[Your goal]:
Repeat the data exactly, so that every line matches the original.
** Opening Data supplied block **
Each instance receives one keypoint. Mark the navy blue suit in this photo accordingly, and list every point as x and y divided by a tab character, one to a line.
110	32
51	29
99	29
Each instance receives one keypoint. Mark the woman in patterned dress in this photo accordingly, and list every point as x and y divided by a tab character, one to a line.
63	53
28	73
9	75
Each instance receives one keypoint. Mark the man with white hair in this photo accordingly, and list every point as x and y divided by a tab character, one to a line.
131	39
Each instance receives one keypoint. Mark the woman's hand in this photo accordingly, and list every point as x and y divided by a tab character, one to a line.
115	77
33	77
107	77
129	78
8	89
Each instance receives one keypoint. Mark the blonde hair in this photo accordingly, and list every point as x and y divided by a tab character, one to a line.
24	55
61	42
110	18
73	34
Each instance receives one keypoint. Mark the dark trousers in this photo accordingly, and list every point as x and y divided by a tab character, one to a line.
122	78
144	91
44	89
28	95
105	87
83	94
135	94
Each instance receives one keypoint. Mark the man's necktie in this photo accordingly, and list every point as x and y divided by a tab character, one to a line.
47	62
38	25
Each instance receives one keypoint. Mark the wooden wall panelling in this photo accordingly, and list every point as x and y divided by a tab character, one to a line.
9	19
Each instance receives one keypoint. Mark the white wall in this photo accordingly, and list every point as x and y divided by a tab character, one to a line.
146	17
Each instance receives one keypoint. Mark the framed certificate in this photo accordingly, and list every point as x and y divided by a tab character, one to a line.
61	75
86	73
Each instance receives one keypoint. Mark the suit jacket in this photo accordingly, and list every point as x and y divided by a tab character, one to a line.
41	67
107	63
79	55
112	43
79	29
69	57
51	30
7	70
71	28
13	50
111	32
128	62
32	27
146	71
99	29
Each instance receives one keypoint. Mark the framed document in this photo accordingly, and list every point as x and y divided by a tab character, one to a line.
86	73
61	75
** Closing Data supplied block **
[Solution to the exercise]:
Each instance receives one keypoint. Mark the navy blue suit in this photo accordingly, and list every point as x and y divided by a tab character, one to a line.
110	32
51	29
99	29
Each instance receives one keypoint. Mark the woman in patterned dress in this photo accordingly, and list every point as x and y divided by a tab character, one to a line.
63	53
28	73
9	75
Each instance receives one keypoint. Mark the man with white hair in this photo accordingly, and list every point as x and y divided by a tab character, one to a line.
131	39
Each instance receives one keypoint. Mark the woman's hand in this photo accordingly, and list every point as x and y divided by a tab character, one to a line.
115	77
33	77
107	77
129	78
8	89
Each instance receives one keypoint. Mark the blonde hair in this photo accordingly, and list every point as x and y divided by a tab character, one to a line.
24	55
61	42
110	18
73	34
Each instance receives one keypoint. Mark the dark trousers in this photo accordingly, and list every point as x and y divided by a tab character, one to a line.
122	78
144	91
44	89
28	95
105	87
83	94
135	94
Each instance receives one keypoint. Mark the man's necktie in this photo accordingly, and list every point as x and y divided by a tab character, one to a line.
47	62
38	25
Each instance receives one keypoint. Mark the wooden wall panelling in this photo accordingly, and list every point as x and y divided by a tab character, one to a line.
9	19
Each instance receives one keypoint. Mark the white wall in this photo accordingly, and list every point as x and y divided by a tab character, one to a line.
146	17
Each instance receives one keypoint. Mark the framed certificate in this photo accordingly, and list every point as x and y divided by a tab character, one to a line.
61	75
86	73
Each instance receives one keypoint. Mark the suit jacket in this photo accordingly, and list every point as x and y divided by a tab character, one to a line.
41	67
107	63
79	55
112	43
79	29
69	57
51	30
7	70
71	28
13	50
111	32
128	62
32	27
146	71
99	29
Each instance receives one keypoint. Mark the framed document in this photo accordingly, and list every point as x and y divided by a tab character, one to a line.
86	73
61	75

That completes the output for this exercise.